DATA SHOWN:
- - - - -

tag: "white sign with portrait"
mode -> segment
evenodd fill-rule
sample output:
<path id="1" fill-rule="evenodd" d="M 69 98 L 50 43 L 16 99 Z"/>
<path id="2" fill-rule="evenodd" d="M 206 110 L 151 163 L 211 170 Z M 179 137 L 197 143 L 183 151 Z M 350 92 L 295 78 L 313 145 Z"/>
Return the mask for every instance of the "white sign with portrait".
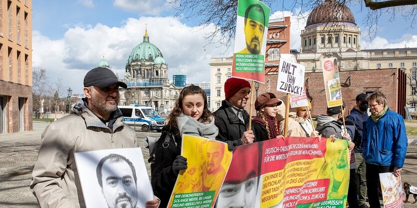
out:
<path id="1" fill-rule="evenodd" d="M 153 199 L 140 148 L 74 154 L 87 208 L 144 208 Z"/>

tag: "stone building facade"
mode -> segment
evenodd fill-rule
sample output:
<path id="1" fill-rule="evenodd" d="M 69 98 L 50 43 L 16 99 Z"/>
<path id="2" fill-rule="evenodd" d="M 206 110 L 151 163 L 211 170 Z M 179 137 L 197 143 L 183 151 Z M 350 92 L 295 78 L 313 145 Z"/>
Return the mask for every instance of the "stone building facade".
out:
<path id="1" fill-rule="evenodd" d="M 172 109 L 183 88 L 169 83 L 168 65 L 159 49 L 149 42 L 147 29 L 143 42 L 130 53 L 125 69 L 127 89 L 120 90 L 120 105 L 146 104 L 165 113 Z"/>
<path id="2" fill-rule="evenodd" d="M 32 130 L 32 2 L 0 0 L 0 134 Z"/>

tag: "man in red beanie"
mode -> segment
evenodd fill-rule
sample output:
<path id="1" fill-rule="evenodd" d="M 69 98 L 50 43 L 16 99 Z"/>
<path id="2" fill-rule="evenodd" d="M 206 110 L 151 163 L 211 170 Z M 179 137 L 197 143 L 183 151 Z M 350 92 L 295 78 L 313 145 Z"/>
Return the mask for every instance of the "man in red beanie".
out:
<path id="1" fill-rule="evenodd" d="M 232 77 L 226 81 L 224 92 L 226 99 L 214 112 L 219 128 L 216 139 L 226 142 L 231 150 L 237 145 L 254 141 L 253 131 L 248 130 L 249 114 L 244 109 L 249 99 L 251 85 L 245 80 Z"/>

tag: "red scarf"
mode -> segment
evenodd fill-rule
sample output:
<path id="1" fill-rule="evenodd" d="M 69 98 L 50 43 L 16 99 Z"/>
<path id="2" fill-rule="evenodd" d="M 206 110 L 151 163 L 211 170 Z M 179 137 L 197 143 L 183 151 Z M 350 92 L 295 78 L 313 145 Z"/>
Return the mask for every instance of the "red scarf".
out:
<path id="1" fill-rule="evenodd" d="M 275 117 L 271 118 L 266 115 L 264 115 L 264 116 L 265 117 L 267 122 L 268 122 L 268 127 L 269 127 L 269 132 L 271 134 L 271 138 L 277 138 L 277 136 L 279 135 L 280 122 L 277 121 L 277 119 L 275 119 Z M 252 120 L 252 121 L 260 123 L 264 125 L 265 124 L 265 123 L 264 122 L 264 120 L 260 117 L 255 117 L 253 120 Z M 277 129 L 275 128 L 276 123 L 277 124 L 277 127 L 278 128 L 278 132 L 277 132 Z"/>

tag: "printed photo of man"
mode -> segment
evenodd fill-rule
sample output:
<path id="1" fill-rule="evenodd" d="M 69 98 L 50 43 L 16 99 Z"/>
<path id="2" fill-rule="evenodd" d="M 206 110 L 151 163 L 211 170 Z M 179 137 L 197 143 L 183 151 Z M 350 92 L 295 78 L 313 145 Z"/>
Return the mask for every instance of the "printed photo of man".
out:
<path id="1" fill-rule="evenodd" d="M 137 207 L 137 179 L 130 160 L 123 156 L 110 154 L 100 160 L 96 173 L 109 208 Z"/>
<path id="2" fill-rule="evenodd" d="M 260 54 L 265 25 L 265 13 L 258 3 L 250 5 L 245 12 L 243 31 L 246 47 L 238 53 Z"/>

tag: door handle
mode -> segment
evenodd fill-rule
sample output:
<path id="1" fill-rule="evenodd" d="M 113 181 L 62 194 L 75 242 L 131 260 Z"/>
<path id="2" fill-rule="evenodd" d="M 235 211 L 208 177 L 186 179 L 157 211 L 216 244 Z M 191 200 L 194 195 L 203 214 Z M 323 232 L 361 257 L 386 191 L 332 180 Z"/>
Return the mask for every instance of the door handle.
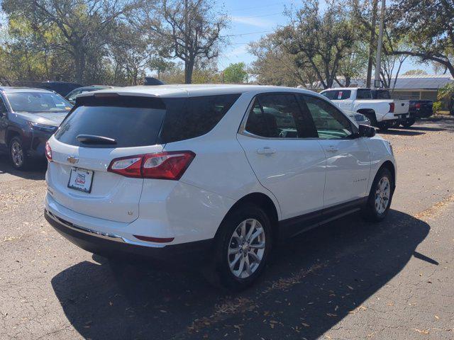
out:
<path id="1" fill-rule="evenodd" d="M 335 147 L 331 146 L 328 149 L 326 149 L 326 151 L 328 151 L 328 152 L 337 152 L 338 151 L 339 151 L 339 149 Z"/>
<path id="2" fill-rule="evenodd" d="M 270 147 L 265 147 L 263 149 L 257 149 L 257 153 L 258 154 L 275 154 L 275 152 L 276 152 L 276 150 L 275 150 L 274 149 L 271 149 Z"/>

- - - - -

TO DO:
Present the stretch from the line containing "tag: door handle" through the end of the records as a Markdown table with the columns Row and Line, numbering each row and dropping blank lines. Omit the pictures from the table.

CORRECT RESULT:
| Row | Line |
|---|---|
| 1 | tag: door handle |
| 2 | mode -> segment |
| 3 | evenodd fill-rule |
| 4 | sample output: |
| 5 | <path id="1" fill-rule="evenodd" d="M 113 181 L 62 194 L 75 242 L 131 260 Z"/> |
| 6 | <path id="2" fill-rule="evenodd" d="M 235 211 L 208 177 L 186 179 L 157 211 L 216 244 Z M 191 200 L 194 195 L 203 214 Z M 323 232 L 361 257 L 386 191 L 332 180 Z"/> |
| 7 | Return the mask for every instance of the door handle. |
| 8 | out: |
| 9 | <path id="1" fill-rule="evenodd" d="M 335 147 L 331 146 L 328 149 L 326 149 L 326 151 L 328 151 L 328 152 L 337 152 L 338 151 L 339 151 L 339 149 Z"/> |
| 10 | <path id="2" fill-rule="evenodd" d="M 270 147 L 265 147 L 263 149 L 257 149 L 257 153 L 258 154 L 275 154 L 275 152 L 276 152 L 276 150 L 275 150 L 274 149 L 271 149 Z"/> |